> _Exercise directions_
Translate this sentence from the piece on school safety below into Spanish: "When asked what goes into hiring a safety coach, Jesse Turner, director of student services for ACPS, stressed the importance of finding applicants who can build close relationships with students."

> _Extract_
────
From coronavirus outbreaks to school shootings, parents are more worried than ever about their children’s safety and well-being at school. While Gov. Glenn Youngkin continues to push for school resource officers in all public schools, both Charlottesville City Schools and Albemarle County Public Schools ended their contracts with local police departments in 2020, amid nationwide protests against police brutality and systemic racism. Criminal justice reform advocates have long pointed to police in schools as fueling the school-to-prison pipeline—which Black and Latino students disproportionately fall victim to—and failing to prevent school shootings.
CCS and ACPS have replaced armed police officers with trained unarmed community members—referred to as “safety assistants” and “safety coaches,” respectively—tasked with building relationships with students, monitoring hallways, de-escalating conflicts, addressing mental health concerns, assisting with security issues, and upholding the school’s code of conduct. While the school divisions have not yet collected formal data on student arrests due to the new programs only being a year old, administrators say their initiatives have been well received by both students and parents.
When asked what goes into hiring a safety coach, Jesse Turner, director of student services for ACPS, stressed the importance of finding applicants who can build close relationships with students.
────
> _Recorded information_
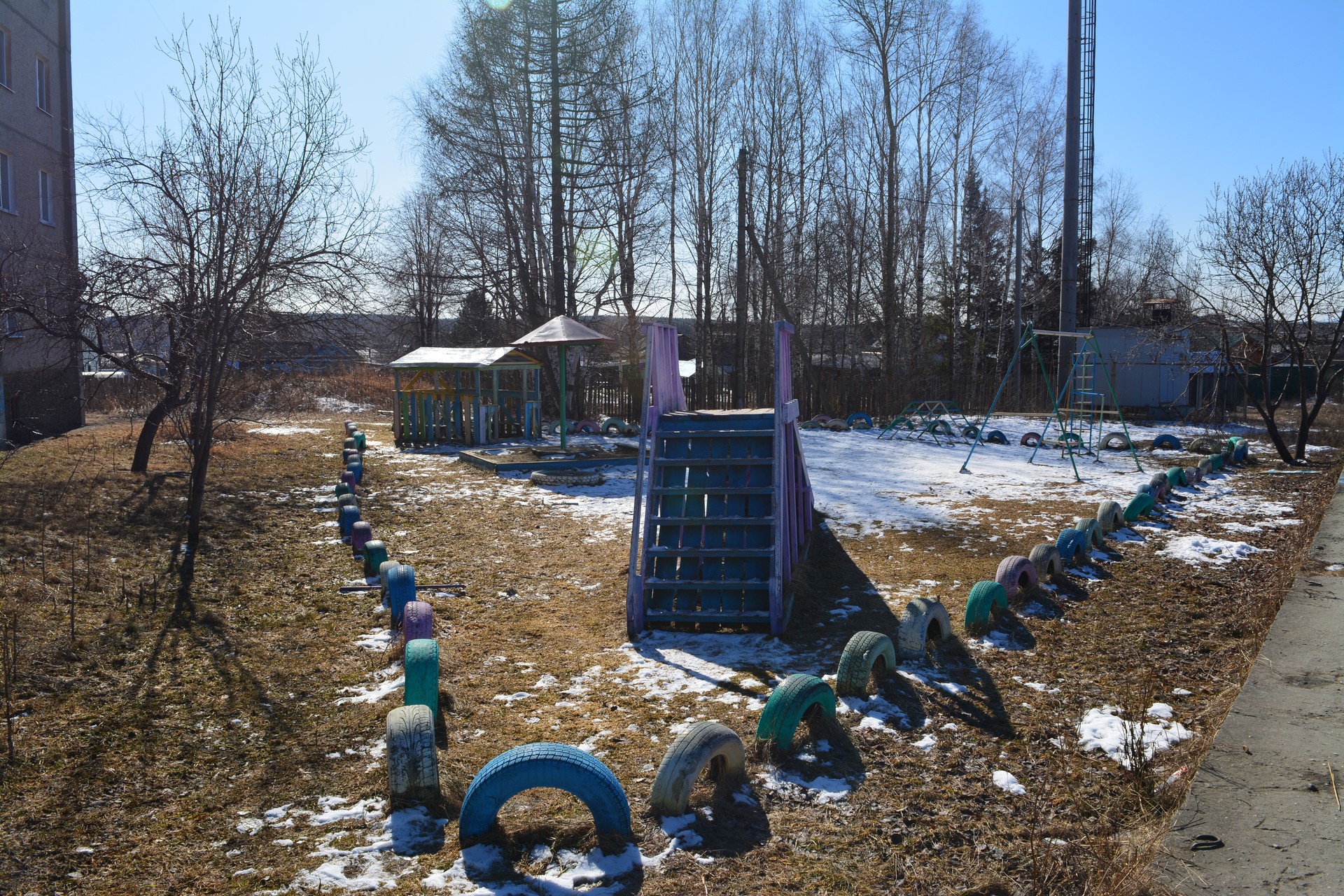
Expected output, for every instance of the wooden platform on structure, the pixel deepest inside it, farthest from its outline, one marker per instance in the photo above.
(500, 460)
────
> _Task result_
Cuando se le preguntó qué implica contratar a un entrenador de seguridad, Jesse Turner, director de servicios estudiantiles de ACPS, destacó la importancia de encontrar solicitantes que puedan entablar relaciones cercanas con los estudiantes.